■ Dataset records:
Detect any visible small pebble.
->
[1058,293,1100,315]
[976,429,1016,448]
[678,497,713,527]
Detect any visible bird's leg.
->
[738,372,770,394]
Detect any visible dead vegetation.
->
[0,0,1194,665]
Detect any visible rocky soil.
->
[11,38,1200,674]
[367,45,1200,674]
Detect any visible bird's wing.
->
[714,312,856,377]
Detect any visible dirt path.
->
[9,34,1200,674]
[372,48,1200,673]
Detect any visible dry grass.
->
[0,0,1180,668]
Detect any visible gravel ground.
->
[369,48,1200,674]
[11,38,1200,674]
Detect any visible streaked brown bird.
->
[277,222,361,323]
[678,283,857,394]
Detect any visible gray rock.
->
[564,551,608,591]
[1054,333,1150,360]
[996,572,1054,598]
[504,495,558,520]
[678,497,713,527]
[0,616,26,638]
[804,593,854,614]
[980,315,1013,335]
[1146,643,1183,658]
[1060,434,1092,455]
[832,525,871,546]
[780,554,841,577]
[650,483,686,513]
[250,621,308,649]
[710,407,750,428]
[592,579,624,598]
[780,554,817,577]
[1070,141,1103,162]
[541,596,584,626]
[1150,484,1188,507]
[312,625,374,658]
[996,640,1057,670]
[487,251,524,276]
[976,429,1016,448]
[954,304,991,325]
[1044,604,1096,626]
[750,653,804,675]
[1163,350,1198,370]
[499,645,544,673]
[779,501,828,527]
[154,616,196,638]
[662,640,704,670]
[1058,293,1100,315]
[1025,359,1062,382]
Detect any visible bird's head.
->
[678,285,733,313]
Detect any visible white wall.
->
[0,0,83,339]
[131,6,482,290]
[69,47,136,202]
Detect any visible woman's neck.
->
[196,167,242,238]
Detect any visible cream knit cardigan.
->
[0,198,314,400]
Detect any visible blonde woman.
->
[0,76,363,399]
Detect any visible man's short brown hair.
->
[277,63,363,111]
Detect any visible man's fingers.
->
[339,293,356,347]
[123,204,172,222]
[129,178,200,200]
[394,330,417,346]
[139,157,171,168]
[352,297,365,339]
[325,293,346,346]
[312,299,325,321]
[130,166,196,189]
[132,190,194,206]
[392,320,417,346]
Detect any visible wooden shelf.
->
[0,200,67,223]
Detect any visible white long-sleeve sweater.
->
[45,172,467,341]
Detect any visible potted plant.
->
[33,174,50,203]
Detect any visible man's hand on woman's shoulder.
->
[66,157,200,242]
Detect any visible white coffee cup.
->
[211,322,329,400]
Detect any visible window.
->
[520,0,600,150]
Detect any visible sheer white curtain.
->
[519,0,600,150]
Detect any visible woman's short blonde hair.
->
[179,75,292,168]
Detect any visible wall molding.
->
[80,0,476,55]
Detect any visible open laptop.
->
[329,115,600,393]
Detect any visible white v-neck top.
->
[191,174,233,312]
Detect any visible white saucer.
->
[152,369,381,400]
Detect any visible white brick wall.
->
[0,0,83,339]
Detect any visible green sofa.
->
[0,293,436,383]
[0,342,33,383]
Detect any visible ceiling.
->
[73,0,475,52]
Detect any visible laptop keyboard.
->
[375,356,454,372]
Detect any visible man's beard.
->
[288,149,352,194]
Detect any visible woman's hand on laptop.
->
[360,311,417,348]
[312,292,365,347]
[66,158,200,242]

---

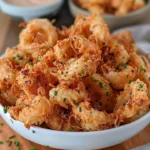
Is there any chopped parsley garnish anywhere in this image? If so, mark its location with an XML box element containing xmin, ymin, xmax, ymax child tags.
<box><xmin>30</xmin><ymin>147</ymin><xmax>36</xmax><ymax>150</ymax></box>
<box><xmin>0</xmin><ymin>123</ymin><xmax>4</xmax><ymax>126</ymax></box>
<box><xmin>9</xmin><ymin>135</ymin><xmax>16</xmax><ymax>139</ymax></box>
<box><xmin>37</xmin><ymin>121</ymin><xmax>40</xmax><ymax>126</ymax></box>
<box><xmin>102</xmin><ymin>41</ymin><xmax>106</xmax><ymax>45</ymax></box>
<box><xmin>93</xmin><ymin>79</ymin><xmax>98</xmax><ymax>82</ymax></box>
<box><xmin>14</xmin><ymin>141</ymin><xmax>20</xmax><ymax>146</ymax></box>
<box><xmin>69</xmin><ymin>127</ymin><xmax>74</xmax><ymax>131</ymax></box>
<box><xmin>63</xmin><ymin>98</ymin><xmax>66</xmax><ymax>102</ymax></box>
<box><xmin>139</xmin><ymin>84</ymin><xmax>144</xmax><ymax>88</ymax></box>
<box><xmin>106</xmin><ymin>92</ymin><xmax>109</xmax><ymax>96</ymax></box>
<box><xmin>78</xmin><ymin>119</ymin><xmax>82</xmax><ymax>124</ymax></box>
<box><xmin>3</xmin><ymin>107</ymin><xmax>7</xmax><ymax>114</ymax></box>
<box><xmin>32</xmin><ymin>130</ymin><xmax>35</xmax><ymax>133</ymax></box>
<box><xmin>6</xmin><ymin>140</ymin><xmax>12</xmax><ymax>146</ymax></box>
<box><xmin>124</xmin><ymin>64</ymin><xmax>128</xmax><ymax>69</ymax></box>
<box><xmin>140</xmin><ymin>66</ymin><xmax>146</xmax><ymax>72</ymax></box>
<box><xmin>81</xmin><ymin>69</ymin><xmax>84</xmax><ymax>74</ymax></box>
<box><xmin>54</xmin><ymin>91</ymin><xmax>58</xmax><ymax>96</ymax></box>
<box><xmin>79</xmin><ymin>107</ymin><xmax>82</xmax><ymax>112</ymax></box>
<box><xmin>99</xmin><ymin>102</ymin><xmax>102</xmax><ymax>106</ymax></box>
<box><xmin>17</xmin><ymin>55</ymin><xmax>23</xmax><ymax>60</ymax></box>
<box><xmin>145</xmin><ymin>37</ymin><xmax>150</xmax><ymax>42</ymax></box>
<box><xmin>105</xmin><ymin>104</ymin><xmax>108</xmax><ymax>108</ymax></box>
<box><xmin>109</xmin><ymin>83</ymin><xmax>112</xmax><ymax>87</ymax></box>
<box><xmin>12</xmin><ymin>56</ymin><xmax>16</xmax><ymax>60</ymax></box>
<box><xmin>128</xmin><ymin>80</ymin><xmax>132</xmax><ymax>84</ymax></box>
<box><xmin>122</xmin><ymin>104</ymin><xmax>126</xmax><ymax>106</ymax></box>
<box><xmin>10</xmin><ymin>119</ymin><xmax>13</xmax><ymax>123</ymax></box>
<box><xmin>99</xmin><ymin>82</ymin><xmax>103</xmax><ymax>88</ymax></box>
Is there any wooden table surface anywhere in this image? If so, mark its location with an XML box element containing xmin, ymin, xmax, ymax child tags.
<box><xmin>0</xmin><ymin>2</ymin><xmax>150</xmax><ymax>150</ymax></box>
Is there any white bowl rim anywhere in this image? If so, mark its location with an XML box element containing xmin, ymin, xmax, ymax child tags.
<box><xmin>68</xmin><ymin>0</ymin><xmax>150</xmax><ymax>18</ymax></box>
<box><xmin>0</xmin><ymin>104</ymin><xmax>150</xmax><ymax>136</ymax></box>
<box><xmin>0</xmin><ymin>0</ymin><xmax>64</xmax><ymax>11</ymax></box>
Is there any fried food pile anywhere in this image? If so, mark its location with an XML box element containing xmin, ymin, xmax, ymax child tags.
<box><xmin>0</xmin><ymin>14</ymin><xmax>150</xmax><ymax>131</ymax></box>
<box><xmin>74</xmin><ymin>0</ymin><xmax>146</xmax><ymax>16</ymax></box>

■ Task prompt: Find every line in the material that contains the word "this" and copy each one out in full. Case counts, so only lines whose capitalization matches the word exactly should be included.

■ Expected answer:
Is there any chopped parsley garnish anywhere in this image? If so, mark its location with an XML box element containing xmin, ymin, xmax, ymax child tags.
Is there any wooden table surface anywhere in this image? If so, mark its location with an XML box element containing xmin, ymin, xmax, ymax child tags.
Is there any white bowl rim anywhere in this image? If so, mark its location with an XML box element containing xmin, ymin, xmax, ymax child tags.
Is there any fried food pile anywhere in this image? If so, mark its location with an XML box element containing xmin, ymin, xmax, ymax child tags.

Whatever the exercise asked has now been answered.